— Source excerpt —
== == ==

A system for inductive power transfer, in particular to an electric vehicle, where the circuit arrangement comprises at least one phase line having an inductance and a capacitance that are chosen such that a resonant frequency of the phase line matches a predetermined operating frequency (ω). The capacitance is provided by at least two capacitive subcircuits C1, C2 and the inductance is provided by at least two inductive subcircuits L1, L2. The inductive subcircuits and the capacitive subcircuits are arranged such that a maximal absolute value of the potential V along the phase line is smaller than a predetermined potential. The inductive subcircuits may comprise an inductive element e.g. a winding or coil. The circuit arrangement may be part of the primary or secondary unit of the system for inductive power transfer. The circuit arrangement may comprise three phase lines. The electric vehicle may be a track bound vehicle such as a train or tram, or a road automobile.

Description

Circuit arrangement and method for designing a circuit arrangement of a system for inductive power transfer The invention relates to a circuit arrangement and a method of designing a circuit arrangement of a system for inductive power transfer, in particular a circuit arrangement of a primary unit or a receiving device of a system for inductive power transfer, in particular of inductive power transfer to a vehicle. Further, the invention relates to a secondary unit and to a primary unit.

Electric vehicles, in particular a track-bound vehicle, and/or a road automobile, can be operated by electric energy which is transferred by means of an inductive power transfer.

Such a vehicle may comprise a circuit arrangement which can be a traction system or a part of a traction system of the vehicle. Also, a vehicle can comprise a so-called receiving device adapted to receive an alternating electromagnetic field and to produce an alternating electric current by electromagnetic induction. Such a receiving device can comprise or provide the circuit arrangement. Furthermore, such a vehicle can comprise a rectifier adapted to convert an alternating current (AC) to a direct current (DC). The DC can be used to charge a traction battery or to operate an electric machine. A rectifier converts the AC provided by the receiving device into the DC.

Alternatively, the circuit arrangement can be a part of a primary unit of the inductive power transfer system, wherein said primary unit comprises or provides the circuit arrangement.

The inductive power transfer is usually performed using the primary unit which generates the alternating electromagnetic field and a secondary unit which comprises the receiving device for receiving said electromagnetic field. The primary unit and the secondary unit can e.g. each comprise a set of three-phase windings. A set of windings of the primary unit can be installed on the ground (primary windings) and can be fed by a wayside power converter (WPC). A set of windings of the secondary unit is installed on the vehicle. For example, the second set of windings can be attached underneath the vehicle, in the case of trams under some of its wagons. The set of windings of the primary unit can also be referred to as primary side, wherein the set of windings of the secondary unit can be referred to as secondary side. The first and the secondary side can be part of a high frequency transformer to transfer electric energy to the vehicle. This transfer can be done in a static state (when there is no movement of the vehicle) and in a dynamic state (when the vehicle moves).

== == ==

— Given entries —
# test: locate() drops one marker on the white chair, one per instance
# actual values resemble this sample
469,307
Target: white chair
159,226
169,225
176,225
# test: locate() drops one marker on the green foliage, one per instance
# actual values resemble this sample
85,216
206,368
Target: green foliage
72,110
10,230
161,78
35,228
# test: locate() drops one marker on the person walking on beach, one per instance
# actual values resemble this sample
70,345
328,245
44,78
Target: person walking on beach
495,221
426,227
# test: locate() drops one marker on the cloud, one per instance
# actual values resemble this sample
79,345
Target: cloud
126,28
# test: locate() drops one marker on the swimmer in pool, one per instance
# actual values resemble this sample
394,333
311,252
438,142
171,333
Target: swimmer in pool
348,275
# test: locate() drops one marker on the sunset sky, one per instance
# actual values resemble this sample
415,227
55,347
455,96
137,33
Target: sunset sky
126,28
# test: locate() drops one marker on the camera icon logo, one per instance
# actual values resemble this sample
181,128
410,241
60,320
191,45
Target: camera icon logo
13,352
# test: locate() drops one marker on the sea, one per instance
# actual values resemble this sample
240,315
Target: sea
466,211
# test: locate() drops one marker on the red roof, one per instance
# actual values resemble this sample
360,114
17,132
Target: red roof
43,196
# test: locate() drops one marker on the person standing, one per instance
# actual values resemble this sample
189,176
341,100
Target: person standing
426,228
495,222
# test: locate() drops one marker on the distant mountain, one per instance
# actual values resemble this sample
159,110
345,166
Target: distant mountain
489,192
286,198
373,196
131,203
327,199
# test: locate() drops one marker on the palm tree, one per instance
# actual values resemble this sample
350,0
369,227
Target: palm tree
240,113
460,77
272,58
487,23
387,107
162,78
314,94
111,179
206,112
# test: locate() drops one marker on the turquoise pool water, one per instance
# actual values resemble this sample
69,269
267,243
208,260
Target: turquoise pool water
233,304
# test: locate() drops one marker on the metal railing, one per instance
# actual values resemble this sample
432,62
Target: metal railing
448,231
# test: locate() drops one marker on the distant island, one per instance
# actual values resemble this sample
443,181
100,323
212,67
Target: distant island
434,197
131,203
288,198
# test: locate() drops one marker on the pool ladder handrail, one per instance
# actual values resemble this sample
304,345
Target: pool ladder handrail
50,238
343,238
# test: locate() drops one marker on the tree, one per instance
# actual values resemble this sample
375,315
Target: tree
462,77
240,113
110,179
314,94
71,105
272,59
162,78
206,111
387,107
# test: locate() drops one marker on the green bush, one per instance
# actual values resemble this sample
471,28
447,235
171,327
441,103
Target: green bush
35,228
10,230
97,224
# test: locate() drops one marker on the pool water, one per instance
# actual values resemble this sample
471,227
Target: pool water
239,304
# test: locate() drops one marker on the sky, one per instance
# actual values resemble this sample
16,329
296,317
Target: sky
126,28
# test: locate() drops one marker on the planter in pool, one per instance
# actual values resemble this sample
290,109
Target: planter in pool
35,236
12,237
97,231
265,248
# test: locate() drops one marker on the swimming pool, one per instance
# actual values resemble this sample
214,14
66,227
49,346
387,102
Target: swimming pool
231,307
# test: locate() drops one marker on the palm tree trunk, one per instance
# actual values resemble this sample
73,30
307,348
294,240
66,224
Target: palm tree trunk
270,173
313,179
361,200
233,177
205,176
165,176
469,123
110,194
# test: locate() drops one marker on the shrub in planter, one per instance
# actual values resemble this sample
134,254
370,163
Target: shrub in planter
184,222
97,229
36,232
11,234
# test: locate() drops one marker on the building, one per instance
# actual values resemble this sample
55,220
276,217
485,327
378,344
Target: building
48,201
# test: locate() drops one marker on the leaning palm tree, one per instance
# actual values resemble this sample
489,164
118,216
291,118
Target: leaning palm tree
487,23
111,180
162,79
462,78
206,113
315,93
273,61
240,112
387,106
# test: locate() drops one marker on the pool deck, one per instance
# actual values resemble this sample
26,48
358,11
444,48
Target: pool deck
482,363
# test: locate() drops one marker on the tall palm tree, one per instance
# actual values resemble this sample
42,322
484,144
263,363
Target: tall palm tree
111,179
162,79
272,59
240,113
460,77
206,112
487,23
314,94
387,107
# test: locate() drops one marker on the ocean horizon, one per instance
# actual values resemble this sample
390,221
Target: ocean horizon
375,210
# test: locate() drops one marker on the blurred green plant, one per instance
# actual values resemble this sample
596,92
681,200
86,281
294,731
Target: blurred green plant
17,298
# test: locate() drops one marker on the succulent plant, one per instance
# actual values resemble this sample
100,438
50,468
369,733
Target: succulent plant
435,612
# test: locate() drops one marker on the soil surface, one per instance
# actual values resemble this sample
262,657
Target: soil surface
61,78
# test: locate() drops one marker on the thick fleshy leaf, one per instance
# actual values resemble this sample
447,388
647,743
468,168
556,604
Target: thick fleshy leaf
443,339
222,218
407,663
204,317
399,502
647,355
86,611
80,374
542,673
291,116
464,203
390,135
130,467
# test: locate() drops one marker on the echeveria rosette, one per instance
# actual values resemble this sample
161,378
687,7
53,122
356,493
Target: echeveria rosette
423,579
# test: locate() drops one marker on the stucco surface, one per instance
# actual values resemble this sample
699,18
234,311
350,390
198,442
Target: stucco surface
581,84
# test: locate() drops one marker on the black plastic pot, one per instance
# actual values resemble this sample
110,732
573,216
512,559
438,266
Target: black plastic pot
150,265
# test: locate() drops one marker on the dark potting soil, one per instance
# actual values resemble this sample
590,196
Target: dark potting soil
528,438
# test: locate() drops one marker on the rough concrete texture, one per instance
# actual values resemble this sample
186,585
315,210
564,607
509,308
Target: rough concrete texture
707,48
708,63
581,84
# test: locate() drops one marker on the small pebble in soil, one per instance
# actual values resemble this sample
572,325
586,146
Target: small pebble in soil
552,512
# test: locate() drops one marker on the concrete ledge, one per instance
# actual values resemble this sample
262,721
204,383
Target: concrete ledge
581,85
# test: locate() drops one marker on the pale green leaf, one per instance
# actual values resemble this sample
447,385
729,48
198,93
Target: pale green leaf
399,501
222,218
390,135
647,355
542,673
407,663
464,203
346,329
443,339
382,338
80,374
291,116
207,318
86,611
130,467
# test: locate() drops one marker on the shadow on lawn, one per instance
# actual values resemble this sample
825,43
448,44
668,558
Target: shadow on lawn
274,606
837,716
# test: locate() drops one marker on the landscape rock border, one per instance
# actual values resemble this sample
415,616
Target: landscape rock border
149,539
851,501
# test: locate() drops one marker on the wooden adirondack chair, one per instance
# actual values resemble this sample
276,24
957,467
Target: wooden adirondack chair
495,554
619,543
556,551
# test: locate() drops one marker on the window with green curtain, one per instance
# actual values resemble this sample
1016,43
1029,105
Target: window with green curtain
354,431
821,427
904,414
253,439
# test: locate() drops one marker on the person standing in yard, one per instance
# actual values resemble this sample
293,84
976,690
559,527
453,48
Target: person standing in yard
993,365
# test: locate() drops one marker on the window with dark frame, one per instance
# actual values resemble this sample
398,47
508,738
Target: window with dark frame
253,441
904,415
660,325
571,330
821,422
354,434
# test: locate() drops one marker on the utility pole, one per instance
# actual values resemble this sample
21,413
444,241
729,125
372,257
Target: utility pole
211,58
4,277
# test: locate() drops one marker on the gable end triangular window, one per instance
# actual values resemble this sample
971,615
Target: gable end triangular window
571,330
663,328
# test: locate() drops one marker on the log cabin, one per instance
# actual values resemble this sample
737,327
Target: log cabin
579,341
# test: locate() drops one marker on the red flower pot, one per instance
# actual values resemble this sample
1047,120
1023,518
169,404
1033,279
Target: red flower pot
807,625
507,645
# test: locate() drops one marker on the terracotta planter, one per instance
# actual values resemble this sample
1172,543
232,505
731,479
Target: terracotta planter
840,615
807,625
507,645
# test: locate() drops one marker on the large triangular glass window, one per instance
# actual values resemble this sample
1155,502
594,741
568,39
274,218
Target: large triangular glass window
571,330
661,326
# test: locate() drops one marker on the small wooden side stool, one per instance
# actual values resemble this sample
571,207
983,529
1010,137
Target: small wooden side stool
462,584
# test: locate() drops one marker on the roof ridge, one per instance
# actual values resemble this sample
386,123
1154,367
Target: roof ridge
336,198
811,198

== == ==

— Required task 1 —
According to the inductive power transfer excerpt, what feeds the set of primary windings installed on the ground?
— Required task 2 —
Please pick up the inductive power transfer excerpt after its last sentence and carry on writing it.
The entries were taken from a separate source.

— Task answer 1 —
A wayside power converter (WPC) feeds them.

— Task answer 2 —
The first or the second set of windings can be part of the aforementioned circuit arrangement. The windings of the primary unit and the secondary unit provide inductive elements.

To transfer high power levels, it is necessary to use an adequate capacitance in order to compensate the reactance of the inductors of the circuit arrangement at a predetermined operating frequency, e.g. 20 kHz. The combination of the inductance and the (compensating) capacitance forms a resonant circuit. A perfect impedance cancellation happens if impedance values of the inductance and of the capacitance are chosen such that the natural resonant frequency of the resonant circuit is equal to the operating frequency. Such a resonant circuit is said to be tuned.

GB 1216184.0 (not yet published) discloses a circuit arrangement, wherein the circuit arrangement comprises an impedance and at least one rectifier for rectifying an AC voltage, wherein an AC part of the circuit arrangement comprises the impedance. The rectifier connects the AC part to a DC part of the circuit arrangement. The circuit arrangement further comprises at least one current control means for controlling a current flow in the AC part. Further, the impedance is provided by an inductance and a capacitance, wherein the capacitance is connected in series to the inductance. The document, however, discloses only a single capacitor which is connected in series to a single inductive element.

GB 1219724.0 (not yet published) discloses a circuit arrangement, wherein the circuit arrangement comprises a pick-up arrangement and at least one variable compensating arrangement, wherein the variable compensating arrangement comprises a capacitive element. The variable compensating arrangement further comprises a first switching element and a second switching element.

Within a phase line of a primary unit or secondary unit of a system of inductive power transfer, high potential levels can occur during power transfer. These potential levels require a high insulation effort and limit the number of components which can be used in a design of said phase line.

It is an object of the present invention to provide a circuit arrangement of a primary unit and/or a secondary unit of a system for inductive power transfer and a method of designing said circuit arrangement by which a maximal absolute value of a potential along a phase line of the primary unit and/or the secondary unit is reduced in an operating state, wherein a difference between a resonant frequency of the phase line and a predetermined operating frequency is minimized. Another object of the invention is to provide a primary unit and a secondary unit, in particular a secondary unit of a vehicle, each comprising such a circuit arrangement.

It is a basic idea of the invention to distribute a required (compensation) capacitance and/or a required inductance to multiple subcircuits along the phase line, wherein the phase line comprises said subcircuits, and further arrange the subcircuits such that the maximal absolute value of the potential which occurs along the phase line is limited to a predetermined value.

A circuit arrangement of a system for inductive power transfer is proposed. The system for inductive power transfer is in particular a system for inductive power transfer to a vehicle.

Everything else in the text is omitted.